**What to do**.
Repeat exactly the lines from the line containing "Every instance of the cabin" to the last line of the listing, including both.

**Exercise data**.
----------

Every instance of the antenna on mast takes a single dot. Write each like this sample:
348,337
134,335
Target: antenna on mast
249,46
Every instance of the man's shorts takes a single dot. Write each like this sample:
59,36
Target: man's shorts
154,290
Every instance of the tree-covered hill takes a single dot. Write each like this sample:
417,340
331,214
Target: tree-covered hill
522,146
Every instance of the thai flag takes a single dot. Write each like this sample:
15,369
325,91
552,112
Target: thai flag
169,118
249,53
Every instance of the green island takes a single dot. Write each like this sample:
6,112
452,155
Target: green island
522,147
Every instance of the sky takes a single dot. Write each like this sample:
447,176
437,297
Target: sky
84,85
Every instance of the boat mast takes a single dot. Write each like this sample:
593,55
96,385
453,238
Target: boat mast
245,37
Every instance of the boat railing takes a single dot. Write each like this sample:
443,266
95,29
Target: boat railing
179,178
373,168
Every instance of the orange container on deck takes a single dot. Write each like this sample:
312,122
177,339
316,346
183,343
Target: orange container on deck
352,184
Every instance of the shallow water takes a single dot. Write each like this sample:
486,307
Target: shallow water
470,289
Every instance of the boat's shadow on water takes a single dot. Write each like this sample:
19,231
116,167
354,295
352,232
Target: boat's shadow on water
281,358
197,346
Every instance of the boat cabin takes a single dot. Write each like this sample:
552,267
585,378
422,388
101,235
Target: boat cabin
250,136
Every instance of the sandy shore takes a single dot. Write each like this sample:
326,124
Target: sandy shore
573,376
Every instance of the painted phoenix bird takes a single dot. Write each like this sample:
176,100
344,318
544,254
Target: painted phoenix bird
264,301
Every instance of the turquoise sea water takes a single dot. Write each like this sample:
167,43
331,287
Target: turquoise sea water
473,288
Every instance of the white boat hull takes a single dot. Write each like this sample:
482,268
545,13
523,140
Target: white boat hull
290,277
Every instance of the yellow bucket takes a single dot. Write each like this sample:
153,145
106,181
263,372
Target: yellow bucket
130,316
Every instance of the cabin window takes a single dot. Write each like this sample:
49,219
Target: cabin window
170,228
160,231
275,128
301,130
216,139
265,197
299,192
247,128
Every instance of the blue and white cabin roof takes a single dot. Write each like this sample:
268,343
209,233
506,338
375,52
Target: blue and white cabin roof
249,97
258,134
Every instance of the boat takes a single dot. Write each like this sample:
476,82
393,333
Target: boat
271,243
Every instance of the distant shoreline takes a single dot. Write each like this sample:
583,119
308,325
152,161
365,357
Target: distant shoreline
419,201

----------

**Exercise result**.
Every instance of the cabin window takes a single dot. Write each like this sample:
49,219
Target: cabin window
170,228
160,231
275,128
301,130
216,139
265,197
299,192
247,128
Every instance of the blue and white cabin roof takes a single dot. Write each like this sample:
268,343
209,233
506,338
375,52
Target: blue and white cabin roof
249,97
258,134
Every instance of the boat takes a single dot. Write each like this sample:
476,82
393,333
Target: boat
271,243
Every instance of the distant shoreline takes a single dot. Write each like this sample:
583,119
308,325
152,161
365,357
Target: distant shoreline
419,201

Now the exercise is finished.